** Written request A **
Print the Cairo books thread word for word, everything from "I am working" down to "of anywhere. Thanks.".
** Written request B **
In the Cairo books thread, how many fictional dialogues with Cairo cabbies does Taxi bring together?

** Page **
# Books



## NZCowboy (May 11, 2009)

Just reading another thread that, was transgressing ... and I thought I would start a thread a books, relating to Cairo - Egypt - Middle East etc alot of books can give you an insight into the local culture and history.
To start the ball rolling...

As mention by MaidenScotland
*Taxi - Khaled Al Khamissi*
Taxi brings together 58 fictional dialogues with Cairo cabbies recreated from the authors own experience of transversing the city. It takes the reader on a roller - coaster of emotions as bumpty and noisy as the citys potholed and chaotic streets.
_"Taxi's brilliance is that it captures the point at which cabs cease to be just a means of transportation and instead become a space for debate and exchange"_ - Foreign Policy 

A great insight in petty and daily frustrations of Cairo


----------



## Beatle (Aug 14, 2009)

NZCowboy said:


> Just reading another thread that, was transgressing ... and I thought I would start a thread a books, relating to Cairo - Egypt - Middle East etc alot of books can give you an insight into the local culture and history.
> To start the ball rolling...
> 
> As mention by MaidenScotland
> ...


Good idea NZ

As I said, I enjoyed Khul-Khaal, Five Egyptian Women Tell Their Stories - Nayra Atiya which was a fascinating insight into the lives of working class Egyptian women.

The Yacoubian Building by Alaa Al-Aswany is also a good read. It's a novel set in downtown Cairo and is a contraversial portrayal of Egyptian society. It has been translated into English but I believe it was the best selling Arabic novel in 2002 and 2003 and has subsequently been made into a film.


----------



## NZCowboy (May 11, 2009)

Another good read of late

*The Cairo House - Samia Serageldin*
_"The post war history of Egypt is skillfully woven into this evocative first novel's portrayal of a wealthy Cairo's family's susceptibility to the winds of political change... Serageldin's richly observed study of a familyand culture in transition and crisis suceeds both as a Proustian reminisence and a telling exploration of the ambiguities of status, loyalty and belonging."_ - Kirkus Reviews

_"Beautifully written, haunting and evocative ..... A bittersweet reflection on the abilityto feel comfortable in many cultures but at home in none. Serageldin's command of the cultural and linguistic layers of her narrative is masterful."_ - Topical Tip World

A women of many skins returns to modern Cairo to peel back layers to understand who she is, an insight into post war Cairo and Anwar Sadat's Egypt of her youth.


----------



## Beatle (Aug 14, 2009)

I am working up to tackling the Cairo Trilogy - has anyone tried it?


----------



## AngieH (Feb 7, 2010)

Where is a good bookstore to find these titles?? Preferably near Al Rehab or Heliopolis if anyone knows of anywhere. Thanks.


----------



## Beatle (Aug 14, 2009)

I go to Diwan- they have a branch in heliopolis: Visit us | Diwan Bookstore

There are also some bookstores in Citystars.

I love browsing round the bookshop at AUC as well - not sure if it has stayed downtown or moved to the new campus.


----------



## NZCowboy (May 11, 2009)

I like El Shorouk Bookstores, as they are also publishers/distributors of books like *Taxi-Khaled al Khammissi*. They have good selection of English books.
They have bookhops in City Stars, and 15 Baghdad St Korba Heliopolis, place others check there website ??? ?????? | ?????? ???????? www dot shorouk dot com


----------



## txlstewart (Jun 20, 2010)

Is Volume 1 a decent bookstore? It's in Maadi Degla.


----------

** Items **
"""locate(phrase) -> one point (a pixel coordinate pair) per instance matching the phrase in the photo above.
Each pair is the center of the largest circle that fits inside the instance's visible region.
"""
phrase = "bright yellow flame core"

* * *

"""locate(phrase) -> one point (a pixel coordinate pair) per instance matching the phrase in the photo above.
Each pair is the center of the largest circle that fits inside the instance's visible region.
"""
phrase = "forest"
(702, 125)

** Task answer A **
I am working up to tackling the Cairo Trilogy - has anyone tried it?


----------



## AngieH (Feb 7, 2010)

Where is a good bookstore to find these titles?? Preferably near Al Rehab or Heliopolis if anyone knows of anywhere. Thanks.

** Task answer B **
58